### Условие задачи 1
Назовите все города, упомянутые в тексте о Пикассо и гражданской войне в Испании.
### Условие задачи 2
Верните без изменений фрагмент текста о Пикассо и гражданской войне в Испании от слов "Весной 1936 года" до слов "модернистское историческое полотно?".

### Текст документа
────

Весной 1936 года Пикассо вновь отправился в Испанию: развалившись на заднем сиденье своей «испано-сюизы», художник купался в лучах славы. Но на этот раз надвигающаяся буря не обошла его стороной. Угроза военного переворота под эгидой ультракатолического национализма заставила многих близких Пикассо людей – Лорку, каталонского сюрреалиста Хуана (Жоана) Миро и архитектора Хосе (Жозепа) Луиса Серта – окончательно присягнуть Республике. Они знали, что с победой Фаланги – так называли себя испанские фашисты – свободе художественного творчества придет конец. Их мужество и чистота помыслов нашли отклик в Париже, где модернистское безразличие у Пикассо начало сменяться интересом к политике и истории. Но как создать то, что до сих пор казалось абсолютным логическим противоречием, то есть модернистское историческое полотно?
Повод не заставил себя ждать. В середине июля 1936 года генерал Франсиско Франко, невысокий человек с осанкой императора, утверждавший, что ради спасения Испании от социализма и атеизма готов, если потребуется, расстрелять полстраны, начал боевые действия, перебросив армию из Марокко морем в Испанию. Поддержку с воздуха обеспечили ВВС Третьего рейха, люфтваффе, а в состав армии, с помощью которой Франко впоследствии завоевал Испанию, входило сорок тысяч итальянских военных, предоставленных Муссолини. Фашисты и нацисты не скрывали желания использовать гражданскую войну в Испании в качестве пробного прогона своих будущих сражений с дегенеративными демократическими режимами и советским коммунизмом, и это делало конфликт неизбежным и придавало ему ожесточенный характер – еще и потому, что Сталин, со своей стороны, испытывал примерно те же чувства. Viva la muerte – «Да здравствует смерть» – боевой клич боевиков Франко говорил сам за себя. Расчет на то, что перед лицом столь неприкрытого вмешательства миротворцы в Британии и во Франции сподобятся лишь на невразумительные сетования, оказался удручающе точным. Созданная после Первой мировой войны для поддержания мира во всем мире Лига Наций за маской нейтралитета скрывала неспособность к действию. Было наложено эмбарго на поставки оружия для обеих сторон. Непосредственным результатом стала ликвидация препятствий для продвижения армии Франко – его войска, как и планировалось, быстрым маршем преодолели значительную часть территории Испании. Одна за другой пали Севилья, Кадис и Кордова; Мадрид, как ни странно, устоял – республиканская оборона остановила наступление Франко к югу от города.
Коррида: Смерть тореадора. 1933. Дерево, масло.

────

(Записи из набора данных)
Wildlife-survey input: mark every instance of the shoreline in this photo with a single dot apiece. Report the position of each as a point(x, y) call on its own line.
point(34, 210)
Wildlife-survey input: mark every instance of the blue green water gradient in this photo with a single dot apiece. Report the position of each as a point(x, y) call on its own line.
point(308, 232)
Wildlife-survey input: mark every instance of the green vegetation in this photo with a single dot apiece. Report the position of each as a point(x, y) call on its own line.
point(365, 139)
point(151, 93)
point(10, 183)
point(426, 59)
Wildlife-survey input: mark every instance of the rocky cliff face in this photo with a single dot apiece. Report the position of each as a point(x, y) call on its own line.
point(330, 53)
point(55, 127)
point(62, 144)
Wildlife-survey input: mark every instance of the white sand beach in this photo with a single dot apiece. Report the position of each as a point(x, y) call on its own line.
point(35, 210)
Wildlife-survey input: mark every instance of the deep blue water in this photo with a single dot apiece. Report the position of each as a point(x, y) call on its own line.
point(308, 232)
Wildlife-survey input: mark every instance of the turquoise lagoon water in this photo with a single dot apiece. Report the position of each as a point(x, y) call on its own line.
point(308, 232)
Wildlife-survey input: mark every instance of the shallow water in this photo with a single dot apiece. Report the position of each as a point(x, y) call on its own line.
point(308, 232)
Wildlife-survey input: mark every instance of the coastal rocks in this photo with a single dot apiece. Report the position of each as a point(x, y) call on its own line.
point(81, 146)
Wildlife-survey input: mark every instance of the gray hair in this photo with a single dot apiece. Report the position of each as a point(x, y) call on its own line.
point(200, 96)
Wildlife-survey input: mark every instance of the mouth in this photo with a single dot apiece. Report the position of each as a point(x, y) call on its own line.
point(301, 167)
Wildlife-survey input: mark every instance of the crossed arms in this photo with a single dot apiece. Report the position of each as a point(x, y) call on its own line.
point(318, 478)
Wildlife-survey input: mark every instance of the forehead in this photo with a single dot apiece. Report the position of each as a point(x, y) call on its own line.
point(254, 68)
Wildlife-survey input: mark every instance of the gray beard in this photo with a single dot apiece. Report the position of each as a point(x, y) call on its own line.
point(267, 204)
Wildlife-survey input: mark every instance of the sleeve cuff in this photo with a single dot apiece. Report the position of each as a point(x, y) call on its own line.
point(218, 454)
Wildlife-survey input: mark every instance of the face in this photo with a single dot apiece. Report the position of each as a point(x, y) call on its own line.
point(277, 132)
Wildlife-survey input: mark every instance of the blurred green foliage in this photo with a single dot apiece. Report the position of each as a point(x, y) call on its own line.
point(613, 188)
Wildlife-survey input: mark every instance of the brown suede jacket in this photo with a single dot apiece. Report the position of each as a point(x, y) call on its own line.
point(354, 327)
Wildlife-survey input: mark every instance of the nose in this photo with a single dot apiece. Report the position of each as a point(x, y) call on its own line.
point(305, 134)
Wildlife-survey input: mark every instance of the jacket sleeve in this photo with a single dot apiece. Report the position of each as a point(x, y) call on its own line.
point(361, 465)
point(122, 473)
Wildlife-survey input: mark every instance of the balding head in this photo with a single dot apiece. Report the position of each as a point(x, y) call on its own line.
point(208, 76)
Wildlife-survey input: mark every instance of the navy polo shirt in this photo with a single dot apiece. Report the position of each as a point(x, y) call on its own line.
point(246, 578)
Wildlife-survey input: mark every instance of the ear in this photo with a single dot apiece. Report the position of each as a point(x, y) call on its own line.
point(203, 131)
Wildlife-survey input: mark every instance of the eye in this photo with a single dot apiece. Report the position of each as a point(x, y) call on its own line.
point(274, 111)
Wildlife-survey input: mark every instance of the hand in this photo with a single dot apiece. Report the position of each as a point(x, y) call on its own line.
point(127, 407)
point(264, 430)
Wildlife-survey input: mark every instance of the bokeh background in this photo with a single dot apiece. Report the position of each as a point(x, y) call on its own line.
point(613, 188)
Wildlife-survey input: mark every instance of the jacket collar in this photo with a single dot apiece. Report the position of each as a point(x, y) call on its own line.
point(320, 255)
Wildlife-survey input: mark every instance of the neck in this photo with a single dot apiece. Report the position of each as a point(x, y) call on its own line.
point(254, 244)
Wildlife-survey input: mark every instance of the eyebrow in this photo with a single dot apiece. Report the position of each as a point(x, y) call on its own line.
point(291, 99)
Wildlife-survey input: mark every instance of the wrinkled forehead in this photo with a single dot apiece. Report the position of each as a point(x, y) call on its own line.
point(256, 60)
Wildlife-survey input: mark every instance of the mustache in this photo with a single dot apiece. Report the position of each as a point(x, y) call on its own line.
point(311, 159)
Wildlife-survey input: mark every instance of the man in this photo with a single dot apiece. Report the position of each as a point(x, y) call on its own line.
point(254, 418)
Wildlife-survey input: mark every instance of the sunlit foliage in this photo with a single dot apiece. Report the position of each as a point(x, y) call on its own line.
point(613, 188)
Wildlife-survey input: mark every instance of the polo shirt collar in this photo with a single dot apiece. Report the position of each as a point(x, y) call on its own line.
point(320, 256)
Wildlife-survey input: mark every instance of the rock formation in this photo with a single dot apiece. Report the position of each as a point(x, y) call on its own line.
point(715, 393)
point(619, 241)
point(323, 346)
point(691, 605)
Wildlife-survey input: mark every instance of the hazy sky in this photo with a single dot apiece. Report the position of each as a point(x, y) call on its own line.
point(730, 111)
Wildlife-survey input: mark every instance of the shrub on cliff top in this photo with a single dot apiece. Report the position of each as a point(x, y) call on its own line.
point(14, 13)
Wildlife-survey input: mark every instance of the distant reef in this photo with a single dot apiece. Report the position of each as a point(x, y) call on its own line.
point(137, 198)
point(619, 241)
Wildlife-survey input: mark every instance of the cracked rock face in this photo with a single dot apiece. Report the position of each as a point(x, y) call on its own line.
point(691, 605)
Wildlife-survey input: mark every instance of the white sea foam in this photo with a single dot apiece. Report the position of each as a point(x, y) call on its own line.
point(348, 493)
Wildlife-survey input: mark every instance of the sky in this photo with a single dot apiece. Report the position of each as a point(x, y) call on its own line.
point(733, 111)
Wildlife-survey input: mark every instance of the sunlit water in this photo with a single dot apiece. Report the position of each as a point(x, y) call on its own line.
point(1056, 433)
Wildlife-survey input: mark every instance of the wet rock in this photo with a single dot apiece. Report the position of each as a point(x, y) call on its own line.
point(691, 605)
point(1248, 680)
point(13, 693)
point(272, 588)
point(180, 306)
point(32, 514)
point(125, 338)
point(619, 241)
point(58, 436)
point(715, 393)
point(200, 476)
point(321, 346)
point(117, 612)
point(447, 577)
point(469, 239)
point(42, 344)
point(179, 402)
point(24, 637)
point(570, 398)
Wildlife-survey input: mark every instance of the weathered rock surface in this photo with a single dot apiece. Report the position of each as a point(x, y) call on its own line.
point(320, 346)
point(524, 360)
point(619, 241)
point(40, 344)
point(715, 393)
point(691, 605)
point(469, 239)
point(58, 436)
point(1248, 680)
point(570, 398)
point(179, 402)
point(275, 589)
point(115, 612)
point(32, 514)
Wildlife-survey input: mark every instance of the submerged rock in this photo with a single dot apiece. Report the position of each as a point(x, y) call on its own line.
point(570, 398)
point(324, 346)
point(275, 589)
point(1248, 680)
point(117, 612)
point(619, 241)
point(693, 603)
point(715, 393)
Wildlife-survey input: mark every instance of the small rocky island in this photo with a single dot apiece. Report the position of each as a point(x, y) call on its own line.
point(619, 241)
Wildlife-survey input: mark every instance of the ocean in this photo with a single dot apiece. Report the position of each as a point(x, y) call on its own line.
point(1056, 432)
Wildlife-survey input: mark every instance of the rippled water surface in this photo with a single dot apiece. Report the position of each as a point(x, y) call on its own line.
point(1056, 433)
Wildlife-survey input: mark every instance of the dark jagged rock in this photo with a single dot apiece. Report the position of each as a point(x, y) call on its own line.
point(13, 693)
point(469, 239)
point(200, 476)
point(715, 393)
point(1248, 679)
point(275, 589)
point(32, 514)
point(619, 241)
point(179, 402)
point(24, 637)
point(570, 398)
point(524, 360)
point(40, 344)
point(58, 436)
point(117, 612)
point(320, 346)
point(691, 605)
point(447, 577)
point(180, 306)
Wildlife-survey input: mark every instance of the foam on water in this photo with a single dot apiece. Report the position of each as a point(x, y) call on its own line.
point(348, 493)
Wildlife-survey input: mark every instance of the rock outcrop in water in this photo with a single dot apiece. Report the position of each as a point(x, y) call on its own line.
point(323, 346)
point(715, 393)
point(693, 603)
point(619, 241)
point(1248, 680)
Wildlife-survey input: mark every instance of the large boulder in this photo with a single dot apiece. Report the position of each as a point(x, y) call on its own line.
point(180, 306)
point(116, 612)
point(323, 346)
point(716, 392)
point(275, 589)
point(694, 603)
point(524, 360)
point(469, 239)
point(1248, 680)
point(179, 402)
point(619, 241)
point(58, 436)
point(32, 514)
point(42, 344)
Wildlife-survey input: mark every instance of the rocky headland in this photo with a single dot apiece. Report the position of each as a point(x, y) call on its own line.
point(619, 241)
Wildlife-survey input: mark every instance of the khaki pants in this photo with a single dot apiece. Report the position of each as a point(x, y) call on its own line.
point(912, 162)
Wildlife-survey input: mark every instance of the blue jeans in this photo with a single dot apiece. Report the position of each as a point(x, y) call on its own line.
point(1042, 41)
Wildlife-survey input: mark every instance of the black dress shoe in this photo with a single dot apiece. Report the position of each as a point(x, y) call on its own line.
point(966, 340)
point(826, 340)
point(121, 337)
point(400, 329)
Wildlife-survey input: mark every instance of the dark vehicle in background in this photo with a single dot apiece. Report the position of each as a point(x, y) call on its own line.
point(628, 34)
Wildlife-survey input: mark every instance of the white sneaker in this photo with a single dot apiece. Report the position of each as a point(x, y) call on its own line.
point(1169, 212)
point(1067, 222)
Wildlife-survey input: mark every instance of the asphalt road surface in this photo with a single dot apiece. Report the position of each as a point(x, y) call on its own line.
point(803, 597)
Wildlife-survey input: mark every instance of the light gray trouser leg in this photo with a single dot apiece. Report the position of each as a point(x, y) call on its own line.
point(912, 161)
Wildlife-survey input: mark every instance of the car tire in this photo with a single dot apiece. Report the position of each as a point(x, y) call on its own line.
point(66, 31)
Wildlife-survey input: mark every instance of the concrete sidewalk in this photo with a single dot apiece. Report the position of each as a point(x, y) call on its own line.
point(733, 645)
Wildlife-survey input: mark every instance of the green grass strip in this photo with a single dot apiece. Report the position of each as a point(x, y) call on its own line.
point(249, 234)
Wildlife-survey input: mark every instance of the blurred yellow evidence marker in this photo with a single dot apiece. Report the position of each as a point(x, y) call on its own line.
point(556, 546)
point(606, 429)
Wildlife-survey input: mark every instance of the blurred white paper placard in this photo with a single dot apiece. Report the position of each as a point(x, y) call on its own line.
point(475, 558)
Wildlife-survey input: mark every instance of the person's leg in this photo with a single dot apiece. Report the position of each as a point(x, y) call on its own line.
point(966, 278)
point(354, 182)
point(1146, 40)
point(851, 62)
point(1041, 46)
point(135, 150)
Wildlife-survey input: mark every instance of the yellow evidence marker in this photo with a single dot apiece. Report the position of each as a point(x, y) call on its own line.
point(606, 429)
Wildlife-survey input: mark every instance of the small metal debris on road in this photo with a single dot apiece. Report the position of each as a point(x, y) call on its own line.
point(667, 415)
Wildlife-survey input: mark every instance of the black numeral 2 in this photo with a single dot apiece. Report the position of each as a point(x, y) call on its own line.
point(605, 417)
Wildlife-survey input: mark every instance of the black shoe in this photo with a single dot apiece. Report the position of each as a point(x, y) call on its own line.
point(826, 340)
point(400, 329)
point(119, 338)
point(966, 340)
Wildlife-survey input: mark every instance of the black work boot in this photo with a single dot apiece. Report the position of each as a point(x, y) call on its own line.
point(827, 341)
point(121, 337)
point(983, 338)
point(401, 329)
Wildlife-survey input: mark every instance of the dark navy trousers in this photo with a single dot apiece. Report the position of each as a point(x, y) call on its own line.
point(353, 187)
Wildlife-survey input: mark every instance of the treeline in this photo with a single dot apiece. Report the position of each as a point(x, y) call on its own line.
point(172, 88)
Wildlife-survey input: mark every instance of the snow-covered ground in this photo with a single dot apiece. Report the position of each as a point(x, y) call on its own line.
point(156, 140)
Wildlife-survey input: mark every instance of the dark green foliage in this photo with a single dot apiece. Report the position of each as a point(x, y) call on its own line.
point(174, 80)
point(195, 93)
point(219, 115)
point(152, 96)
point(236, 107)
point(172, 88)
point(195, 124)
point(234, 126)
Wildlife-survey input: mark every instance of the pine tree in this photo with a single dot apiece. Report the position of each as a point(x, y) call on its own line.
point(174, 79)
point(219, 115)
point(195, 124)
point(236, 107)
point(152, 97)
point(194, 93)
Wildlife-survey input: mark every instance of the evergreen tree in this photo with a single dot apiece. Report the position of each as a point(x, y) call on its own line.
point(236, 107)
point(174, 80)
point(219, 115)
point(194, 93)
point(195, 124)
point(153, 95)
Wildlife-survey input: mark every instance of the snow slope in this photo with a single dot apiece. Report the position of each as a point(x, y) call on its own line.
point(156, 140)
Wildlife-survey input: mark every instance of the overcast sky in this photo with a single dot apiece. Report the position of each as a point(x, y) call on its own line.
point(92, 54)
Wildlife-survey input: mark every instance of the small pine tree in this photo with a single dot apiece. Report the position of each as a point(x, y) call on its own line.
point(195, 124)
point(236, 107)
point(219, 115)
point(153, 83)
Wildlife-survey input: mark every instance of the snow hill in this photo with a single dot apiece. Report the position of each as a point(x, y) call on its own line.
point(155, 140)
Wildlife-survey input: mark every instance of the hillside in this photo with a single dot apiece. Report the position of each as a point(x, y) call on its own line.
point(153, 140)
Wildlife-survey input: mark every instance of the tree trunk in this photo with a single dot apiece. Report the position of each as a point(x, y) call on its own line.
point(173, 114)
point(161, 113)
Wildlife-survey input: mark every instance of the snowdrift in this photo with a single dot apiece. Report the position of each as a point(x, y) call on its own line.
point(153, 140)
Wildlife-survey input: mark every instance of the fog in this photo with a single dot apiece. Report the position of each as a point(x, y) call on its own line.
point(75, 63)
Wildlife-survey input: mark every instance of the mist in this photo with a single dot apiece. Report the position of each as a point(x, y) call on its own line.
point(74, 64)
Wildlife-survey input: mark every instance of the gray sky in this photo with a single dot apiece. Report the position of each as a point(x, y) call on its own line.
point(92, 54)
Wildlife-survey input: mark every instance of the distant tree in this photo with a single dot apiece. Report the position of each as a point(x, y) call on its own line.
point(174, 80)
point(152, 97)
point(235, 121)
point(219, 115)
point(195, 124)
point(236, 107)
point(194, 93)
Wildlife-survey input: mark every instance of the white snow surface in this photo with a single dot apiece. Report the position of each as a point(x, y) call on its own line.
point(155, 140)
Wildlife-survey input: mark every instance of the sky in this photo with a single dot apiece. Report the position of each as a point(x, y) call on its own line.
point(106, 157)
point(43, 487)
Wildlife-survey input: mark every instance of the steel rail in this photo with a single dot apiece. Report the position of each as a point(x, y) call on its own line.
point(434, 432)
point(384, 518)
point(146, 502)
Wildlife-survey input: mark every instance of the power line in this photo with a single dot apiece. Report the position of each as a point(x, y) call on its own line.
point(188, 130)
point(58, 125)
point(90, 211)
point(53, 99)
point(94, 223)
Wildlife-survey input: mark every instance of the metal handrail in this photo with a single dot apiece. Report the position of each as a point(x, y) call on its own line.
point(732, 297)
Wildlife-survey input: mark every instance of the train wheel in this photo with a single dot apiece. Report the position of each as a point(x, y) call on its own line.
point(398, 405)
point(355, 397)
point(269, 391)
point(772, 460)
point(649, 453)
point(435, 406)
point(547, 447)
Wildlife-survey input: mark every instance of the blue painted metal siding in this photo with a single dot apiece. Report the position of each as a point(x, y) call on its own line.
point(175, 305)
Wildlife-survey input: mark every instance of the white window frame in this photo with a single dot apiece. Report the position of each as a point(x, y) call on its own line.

────

### Результат выполнения 1
Париж, Севилья, Кадис, Кордова, Мадрид

### Результат выполнения 2
Весной 1936 года Пикассо вновь отправился в Испанию: развалившись на заднем сиденье своей «испано-сюизы», художник купался в лучах славы. Но на этот раз надвигающаяся буря не обошла его стороной. Угроза военного переворота под эгидой ультракатолического национализма заставила многих близких Пикассо людей – Лорку, каталонского сюрреалиста Хуана (Жоана) Миро и архитектора Хосе (Жозепа) Луиса Серта – окончательно присягнуть Республике. Они знали, что с победой Фаланги – так называли себя испанские фашисты – свободе художественного творчества придет конец. Их мужество и чистота помыслов нашли отклик в Париже, где модернистское безразличие у Пикассо начало сменяться интересом к политике и истории. Но как создать то, что до сих пор казалось абсолютным логическим противоречием, то есть модернистское историческое полотно?